• **Provided passage**:
====
A year ago, Peter’s appeal came up before lord Chief Justice Widgery. It was accompanied by requests for clemency from the Bishop of Gloucester and from the Rector of All Saints, as well as psychiatric reports from the Maudsley Hospital saying that they would be prepared to treat Peter as an out-patient. Widgery summed up: ‘There is a great deal of evidence that he (Peter) is unlikely to get very much better unless and until he is treated out of prison. He has become a psychiatric patient now urgently in need of treatment… He maintains quite stoutly that he does not intend to give up these homosexual practices… but we are very conscious of the fact that this is not a case in which the appellant hopes to change his ways. The appeal is therefore dismissed.’
‘If I’d lied and said I had decided not to be a homosexual, I suppose it would have been all right. They just couldn’t stand my saying that I was quite happy to be gay,’ says Peter. As he was taken from the court he shouted to Widgery: ‘Haven’t you had enough vengeance?’
‘There have been two kinds of reactions from people: for instance, the local cricket team have told me that it would be better if I didn’t come around – they say that some of the members have “got young sons”. But last Christmas I got 59 Christmas cards – one had 27 signatures on it. And the people I knew in pubs and places I went to in the middle of London don’t mind at all. I have joined the Croydon branch of the Campaign for Homosexual Equality (CHE). I knew about it before, but never thought it was my scene.
====
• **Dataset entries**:
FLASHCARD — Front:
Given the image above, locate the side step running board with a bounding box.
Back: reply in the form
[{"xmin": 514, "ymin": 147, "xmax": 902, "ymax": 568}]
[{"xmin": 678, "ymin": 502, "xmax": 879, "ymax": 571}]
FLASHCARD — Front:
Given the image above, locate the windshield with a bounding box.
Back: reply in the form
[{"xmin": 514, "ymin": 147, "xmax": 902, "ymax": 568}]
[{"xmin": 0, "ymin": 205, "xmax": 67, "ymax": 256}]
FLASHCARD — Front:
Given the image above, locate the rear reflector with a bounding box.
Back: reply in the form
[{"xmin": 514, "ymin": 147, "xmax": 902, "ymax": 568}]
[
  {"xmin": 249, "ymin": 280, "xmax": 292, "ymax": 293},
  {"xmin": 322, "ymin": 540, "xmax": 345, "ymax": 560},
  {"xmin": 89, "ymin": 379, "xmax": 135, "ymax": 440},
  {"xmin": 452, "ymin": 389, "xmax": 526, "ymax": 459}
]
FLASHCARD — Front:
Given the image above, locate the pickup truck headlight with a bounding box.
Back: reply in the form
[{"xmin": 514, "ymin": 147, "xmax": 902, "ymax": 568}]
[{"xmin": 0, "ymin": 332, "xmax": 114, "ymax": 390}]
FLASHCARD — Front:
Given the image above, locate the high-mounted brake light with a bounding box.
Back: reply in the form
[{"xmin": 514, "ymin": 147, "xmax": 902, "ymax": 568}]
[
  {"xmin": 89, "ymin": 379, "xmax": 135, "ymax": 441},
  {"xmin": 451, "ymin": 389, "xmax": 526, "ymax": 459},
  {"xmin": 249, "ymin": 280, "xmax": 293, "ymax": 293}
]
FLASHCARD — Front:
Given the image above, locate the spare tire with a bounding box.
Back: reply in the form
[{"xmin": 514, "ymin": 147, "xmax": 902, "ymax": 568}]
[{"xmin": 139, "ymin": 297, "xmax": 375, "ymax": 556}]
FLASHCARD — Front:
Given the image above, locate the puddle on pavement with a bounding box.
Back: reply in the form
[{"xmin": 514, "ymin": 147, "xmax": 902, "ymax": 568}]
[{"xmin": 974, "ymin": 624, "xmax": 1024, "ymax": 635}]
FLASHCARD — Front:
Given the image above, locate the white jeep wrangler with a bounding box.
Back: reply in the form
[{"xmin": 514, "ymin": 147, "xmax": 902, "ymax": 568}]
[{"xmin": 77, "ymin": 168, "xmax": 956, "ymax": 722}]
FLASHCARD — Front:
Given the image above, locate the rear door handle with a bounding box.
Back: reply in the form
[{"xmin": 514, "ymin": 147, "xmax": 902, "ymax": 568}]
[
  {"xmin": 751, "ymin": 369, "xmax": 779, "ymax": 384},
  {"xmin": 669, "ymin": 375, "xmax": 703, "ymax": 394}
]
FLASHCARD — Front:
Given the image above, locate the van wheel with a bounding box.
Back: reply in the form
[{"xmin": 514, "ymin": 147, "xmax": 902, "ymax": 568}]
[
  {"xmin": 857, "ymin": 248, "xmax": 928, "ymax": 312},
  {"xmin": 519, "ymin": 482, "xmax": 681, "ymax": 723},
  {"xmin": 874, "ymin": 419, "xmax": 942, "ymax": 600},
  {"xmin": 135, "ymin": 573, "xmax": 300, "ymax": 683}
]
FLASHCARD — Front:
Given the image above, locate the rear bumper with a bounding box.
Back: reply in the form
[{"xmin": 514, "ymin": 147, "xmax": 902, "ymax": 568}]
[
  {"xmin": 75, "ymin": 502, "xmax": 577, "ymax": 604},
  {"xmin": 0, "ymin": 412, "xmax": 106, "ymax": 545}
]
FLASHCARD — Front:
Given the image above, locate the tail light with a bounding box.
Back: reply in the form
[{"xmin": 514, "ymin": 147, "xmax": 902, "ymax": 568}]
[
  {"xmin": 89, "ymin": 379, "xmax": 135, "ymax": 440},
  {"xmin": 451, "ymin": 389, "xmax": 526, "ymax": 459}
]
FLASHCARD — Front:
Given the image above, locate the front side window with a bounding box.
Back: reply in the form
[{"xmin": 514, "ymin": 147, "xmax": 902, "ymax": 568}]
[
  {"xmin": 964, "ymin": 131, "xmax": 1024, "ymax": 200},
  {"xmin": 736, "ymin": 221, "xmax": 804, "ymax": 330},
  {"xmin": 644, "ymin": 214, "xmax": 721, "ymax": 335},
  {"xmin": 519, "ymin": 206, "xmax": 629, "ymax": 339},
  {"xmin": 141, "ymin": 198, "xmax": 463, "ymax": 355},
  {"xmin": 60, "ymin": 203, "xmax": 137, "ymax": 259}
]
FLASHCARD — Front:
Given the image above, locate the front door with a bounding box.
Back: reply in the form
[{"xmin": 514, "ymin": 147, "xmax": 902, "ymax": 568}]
====
• **Work to complete**:
a) In the passage about Peter's appeal, why did the local cricket team tell Peter it would be better if he didn't come around?
b) According to the passage about Peter's appeal, how many Christmas cards did Peter receive last Christmas?
c) Carry on the passage about Peter's appeal from the point where it stops.
None of the dataset entries are needed for the work here.

• **Task-by-task answers**:
a) The team said that some of its members have "got young sons."

b) He received 59 Christmas cards.

c)
‘It all seems so pointless. The Rector could have sorted the whole thing out just by getting us together and talking about it instead of going to the police. I still can’t understand it – I have never forced anyone to have a relationship with me; all my relationships with men or women, have been one-to-one. If I had really done anything to be ashamed of, anything violent or brutal, then I would never have had the courage to come back to Sanderstead – I would have gone off and hidden somewhere in the West Country.’
Two weeks ago, the National Council for Civil Liberties produced recommendations for the Law Commission about changes in the laws regarding the age and types of sexual relationships. One suggestion was to bring the laws regarding homosexual relationships into line with those for heterosexuals, so that to have a relationship with someone of the same sex over the age of 16 would no longer be illegal. It would be sad if such a just measure was lost in the arguments about incest and 10-year-olds.
The cost of locking up Peter Wells in a series of prisons for 20 months and subjecting him to two trials and a massive police investigation is in the region of £15,000. The cost to Wells is incalculable: two suicide attempts, a lot of violence, lost friends, a lost job and a large chunk out of his life.
It seems like a heavy price to pay for having a relationship with a friend.